— BEGIN DOCUMENT SECTION —

The Complete ‘Bernie Sanders Can’t Win’ Liberal Pundit Article Kit

Bernie SandersWe writers are very busy. I know, right now, I have an article on SSH that I really need to finish. I wanted to finish it last night, but I was so tired. Really: I spend about 10 hours per day writing and doing reading in support of it. And admittedly, that is my life. I don’t have much else that I even want to do. But I feel totally rushed all the time. It’s after 3:00 pm today, and I have next to nothing done. I haven’t gotten to the SSH article. I’ve written one Frankly Curious article. My anxiety level is so high, I’d take a Valium, but that would make me fall asleep, get further behind, and make me even more anxious. And I’m sure I’m not alone.

Look at Paul Krugman. He writes a lot. And in addition to that, he has to go out to cool concerts where he hangs out backstage and he has to eat expensive dinners with important people. And he has to go to conferences all over the world. He’s a busy guy. And it must be crushing to use all the time that could be spent talking to John Paul White to write yet another article about how it would be wrong to vote for Bernie Sander like the one he wrote yesterday, How Change Happens.

— END DOCUMENT SECTION —
— BEGIN DATASET —

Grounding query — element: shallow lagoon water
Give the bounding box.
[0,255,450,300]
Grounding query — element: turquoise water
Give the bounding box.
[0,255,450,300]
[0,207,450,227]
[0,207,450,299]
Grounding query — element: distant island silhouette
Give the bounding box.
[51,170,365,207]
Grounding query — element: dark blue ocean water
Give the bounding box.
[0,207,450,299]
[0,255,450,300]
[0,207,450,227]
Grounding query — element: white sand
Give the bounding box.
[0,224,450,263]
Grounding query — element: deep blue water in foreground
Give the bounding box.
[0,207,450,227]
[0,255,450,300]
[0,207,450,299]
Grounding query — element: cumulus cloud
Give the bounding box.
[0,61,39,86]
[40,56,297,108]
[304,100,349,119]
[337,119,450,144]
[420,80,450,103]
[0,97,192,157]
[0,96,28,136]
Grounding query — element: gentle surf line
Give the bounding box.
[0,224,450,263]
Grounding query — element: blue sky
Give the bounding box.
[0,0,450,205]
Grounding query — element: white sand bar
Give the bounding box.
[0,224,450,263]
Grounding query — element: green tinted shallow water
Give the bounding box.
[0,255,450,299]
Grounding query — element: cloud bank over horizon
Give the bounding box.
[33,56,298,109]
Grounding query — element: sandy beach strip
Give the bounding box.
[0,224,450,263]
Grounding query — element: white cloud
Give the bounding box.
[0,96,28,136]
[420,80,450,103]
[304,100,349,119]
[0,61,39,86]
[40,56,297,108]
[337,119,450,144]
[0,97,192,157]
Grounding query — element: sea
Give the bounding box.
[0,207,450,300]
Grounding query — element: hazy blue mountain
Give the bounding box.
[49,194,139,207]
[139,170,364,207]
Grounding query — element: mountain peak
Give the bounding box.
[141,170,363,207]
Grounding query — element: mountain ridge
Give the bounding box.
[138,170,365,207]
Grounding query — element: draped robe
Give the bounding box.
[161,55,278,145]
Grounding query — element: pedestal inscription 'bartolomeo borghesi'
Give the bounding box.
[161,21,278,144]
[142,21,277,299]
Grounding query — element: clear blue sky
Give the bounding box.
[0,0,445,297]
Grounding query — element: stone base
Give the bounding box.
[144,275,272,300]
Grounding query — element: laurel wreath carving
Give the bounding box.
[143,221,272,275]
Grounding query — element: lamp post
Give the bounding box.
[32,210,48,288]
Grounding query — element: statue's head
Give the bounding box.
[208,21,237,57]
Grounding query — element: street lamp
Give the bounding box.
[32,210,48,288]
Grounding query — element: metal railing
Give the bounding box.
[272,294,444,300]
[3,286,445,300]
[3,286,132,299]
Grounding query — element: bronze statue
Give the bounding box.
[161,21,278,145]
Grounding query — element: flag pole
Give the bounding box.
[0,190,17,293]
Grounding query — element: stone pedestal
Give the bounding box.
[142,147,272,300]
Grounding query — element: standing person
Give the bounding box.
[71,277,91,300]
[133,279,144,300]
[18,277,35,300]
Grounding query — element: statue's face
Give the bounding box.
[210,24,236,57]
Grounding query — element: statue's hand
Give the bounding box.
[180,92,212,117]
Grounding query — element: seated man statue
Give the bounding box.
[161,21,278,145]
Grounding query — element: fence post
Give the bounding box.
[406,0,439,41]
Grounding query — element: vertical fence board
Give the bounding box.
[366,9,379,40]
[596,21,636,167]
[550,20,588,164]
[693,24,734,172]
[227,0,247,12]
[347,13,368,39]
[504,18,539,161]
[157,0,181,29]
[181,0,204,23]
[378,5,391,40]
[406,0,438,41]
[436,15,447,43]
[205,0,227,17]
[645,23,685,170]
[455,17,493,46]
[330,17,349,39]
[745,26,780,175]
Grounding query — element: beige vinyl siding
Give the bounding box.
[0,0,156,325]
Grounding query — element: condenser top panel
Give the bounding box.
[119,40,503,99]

— END DATASET —

> [TASK SET]:
(a) In the Bernie Sanders article, switch "SSH" to "Python" and write out the stretch from "The Complete ‘Bernie" through "I’m not alone.".
(b) Duplicate the stretch of entries from the line containing "Grounding query — element: bronze statue" through the line containing "[745,26,780,175]", with both of those lines included.

> [RESULTS IN ORDER]:
(a)
The Complete ‘Bernie Sanders Can’t Win’ Liberal Pundit Article Kit

Bernie SandersWe writers are very busy. I know, right now, I have an article on Python that I really need to finish. I wanted to finish it last night, but I was so tired. Really: I spend about 10 hours per day writing and doing reading in support of it. And admittedly, that is my life. I don’t have much else that I even want to do. But I feel totally rushed all the time. It’s after 3:00 pm today, and I have next to nothing done. I haven’t gotten to the Python article. I’ve written one Frankly Curious article. My anxiety level is so high, I’d take a Valium, but that would make me fall asleep, get further behind, and make me even more anxious. And I’m sure I’m not alone.

(b)
Grounding query — element: bronze statue
Give the bounding box.
[161,21,278,145]
Grounding query — element: flag pole
Give the bounding box.
[0,190,17,293]
Grounding query — element: stone pedestal
Give the bounding box.
[142,147,272,300]
Grounding query — element: standing person
Give the bounding box.
[71,277,91,300]
[133,279,144,300]
[18,277,35,300]
Grounding query — element: statue's face
Give the bounding box.
[210,24,236,57]
Grounding query — element: statue's hand
Give the bounding box.
[180,92,212,117]
Grounding query — element: seated man statue
Give the bounding box.
[161,21,278,145]
Grounding query — element: fence post
Give the bounding box.
[406,0,439,41]
Grounding query — element: vertical fence board
Give the bounding box.
[366,9,379,40]
[596,21,636,167]
[550,20,588,164]
[693,24,734,172]
[227,0,247,12]
[347,13,368,39]
[504,18,539,161]
[157,0,181,29]
[181,0,204,23]
[378,5,391,40]
[406,0,438,41]
[436,15,447,43]
[205,0,227,17]
[645,23,685,170]
[455,17,493,46]
[330,17,349,39]
[745,26,780,175]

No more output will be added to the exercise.